**WHAT IS BEING ASKED:** Would you please return all of the entries below exactly as shown?

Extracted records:
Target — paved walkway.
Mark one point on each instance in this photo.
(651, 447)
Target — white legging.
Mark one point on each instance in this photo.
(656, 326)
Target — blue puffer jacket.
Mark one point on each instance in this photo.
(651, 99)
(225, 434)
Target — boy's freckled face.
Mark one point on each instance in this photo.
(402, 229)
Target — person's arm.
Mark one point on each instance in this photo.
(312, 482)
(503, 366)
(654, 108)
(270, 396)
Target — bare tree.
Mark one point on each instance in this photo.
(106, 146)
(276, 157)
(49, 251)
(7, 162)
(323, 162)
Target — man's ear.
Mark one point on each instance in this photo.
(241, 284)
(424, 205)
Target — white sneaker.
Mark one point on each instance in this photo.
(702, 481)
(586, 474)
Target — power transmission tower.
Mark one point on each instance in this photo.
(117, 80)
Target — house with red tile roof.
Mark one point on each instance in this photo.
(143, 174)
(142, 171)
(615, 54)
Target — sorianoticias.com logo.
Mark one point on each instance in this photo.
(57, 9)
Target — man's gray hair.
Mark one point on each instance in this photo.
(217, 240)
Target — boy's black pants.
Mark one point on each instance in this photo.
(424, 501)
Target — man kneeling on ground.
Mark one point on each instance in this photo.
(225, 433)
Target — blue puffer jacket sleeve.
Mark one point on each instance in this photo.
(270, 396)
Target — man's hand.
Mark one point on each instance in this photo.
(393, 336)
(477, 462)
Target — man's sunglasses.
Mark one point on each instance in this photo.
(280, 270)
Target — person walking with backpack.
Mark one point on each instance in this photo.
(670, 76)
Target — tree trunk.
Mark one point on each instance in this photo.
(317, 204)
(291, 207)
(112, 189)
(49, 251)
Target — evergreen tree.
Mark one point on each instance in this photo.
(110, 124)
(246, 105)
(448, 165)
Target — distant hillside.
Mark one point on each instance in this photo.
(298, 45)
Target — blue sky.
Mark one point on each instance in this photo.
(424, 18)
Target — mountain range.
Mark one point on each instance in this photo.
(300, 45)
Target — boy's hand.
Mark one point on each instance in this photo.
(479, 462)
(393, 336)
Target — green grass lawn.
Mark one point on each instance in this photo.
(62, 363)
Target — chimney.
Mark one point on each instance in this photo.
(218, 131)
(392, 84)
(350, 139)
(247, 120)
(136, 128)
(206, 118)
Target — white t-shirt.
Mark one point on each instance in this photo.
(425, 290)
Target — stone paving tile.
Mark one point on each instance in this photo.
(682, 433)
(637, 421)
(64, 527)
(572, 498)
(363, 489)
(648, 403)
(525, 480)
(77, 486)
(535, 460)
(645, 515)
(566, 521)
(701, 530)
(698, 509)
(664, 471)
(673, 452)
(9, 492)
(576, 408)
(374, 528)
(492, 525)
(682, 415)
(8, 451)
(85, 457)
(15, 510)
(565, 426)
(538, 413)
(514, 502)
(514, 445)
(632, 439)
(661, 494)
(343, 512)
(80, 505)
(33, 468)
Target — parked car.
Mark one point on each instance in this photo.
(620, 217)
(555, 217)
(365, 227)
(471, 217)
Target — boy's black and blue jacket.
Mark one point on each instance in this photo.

**OUTPUT OF THE TASK:**
Target — paved walkway.
Mark one point on each instance in this photo.
(651, 447)
Target — white legging.
Mark one point on each instance in this photo.
(656, 326)
Target — blue puffer jacket.
Mark one point on each instance in this photo.
(651, 99)
(225, 434)
Target — boy's freckled face.
Mark one point on each instance in this photo.
(402, 229)
Target — person's arm.
Mark one point on each instance in this photo.
(312, 482)
(503, 366)
(654, 108)
(270, 396)
Target — bare tree.
Mark one point on each instance in this photo.
(106, 146)
(276, 157)
(49, 251)
(7, 162)
(323, 162)
Target — man's ear.
Mark one point on each instance in this photo.
(241, 284)
(424, 205)
Target — white sneaker.
Mark one point on each instance in this photo.
(702, 481)
(586, 474)
Target — power transmission tower.
Mark one point on each instance in this photo.
(117, 80)
Target — house with red tile roof.
Mark one point on each instance in this photo.
(143, 174)
(142, 171)
(615, 54)
Target — sorianoticias.com logo.
Mark one point on each instance in this photo.
(57, 9)
Target — man's gray hair.
Mark one point on each instance in this photo.
(217, 240)
Target — boy's black pants.
Mark one point on each instance in this photo.
(424, 501)
Target — man kneeling on ground.
Mark one point on each instance in this photo.
(225, 433)
Target — blue puffer jacket sleeve.
Mark one point on each instance in this photo.
(270, 396)
Target — man's hand.
Mark one point on each instance in this photo.
(393, 336)
(477, 462)
Target — man's sunglasses.
Mark one point on each instance in this photo.
(280, 270)
Target — person walking with backpack.
Mark one point on each instance in this photo.
(670, 76)
Target — tree trunk.
Mark one point on each instance in this photo.
(317, 204)
(291, 207)
(112, 189)
(49, 251)
Target — evergreen tree.
Mark one point on each instance in this photo.
(110, 124)
(246, 105)
(448, 165)
Target — distant hillside.
Mark one point on each instance in this photo.
(298, 45)
Target — blue sky.
Mark one point on each instance in this photo.
(424, 18)
Target — mountain range.
Mark one point on each instance in this photo.
(300, 45)
Target — boy's hand.
Mark one point on each instance in this photo.
(479, 462)
(393, 336)
Target — green grass lawn.
Mark one point on each instance in this photo.
(62, 363)
Target — chimney.
Mark one point on each instance in this photo.
(218, 131)
(392, 84)
(350, 139)
(247, 120)
(136, 128)
(206, 118)
Target — white t-shirt.
Mark one point on each instance in this photo.
(425, 290)
Target — stone paving tile.
Mark one point on each instance in this photo.
(682, 433)
(637, 421)
(64, 527)
(572, 498)
(363, 489)
(648, 403)
(525, 480)
(77, 486)
(535, 460)
(645, 515)
(566, 521)
(701, 530)
(698, 509)
(664, 471)
(673, 452)
(9, 492)
(576, 408)
(374, 528)
(492, 525)
(682, 415)
(8, 451)
(85, 457)
(15, 510)
(565, 426)
(538, 413)
(514, 502)
(514, 445)
(632, 439)
(661, 494)
(343, 512)
(80, 505)
(33, 468)
Target — parked car.
Mark one point on each instance in this photo.
(620, 217)
(555, 217)
(365, 227)
(471, 217)
Target — boy's black and blue jacket.
Mark one point on each instance in this photo.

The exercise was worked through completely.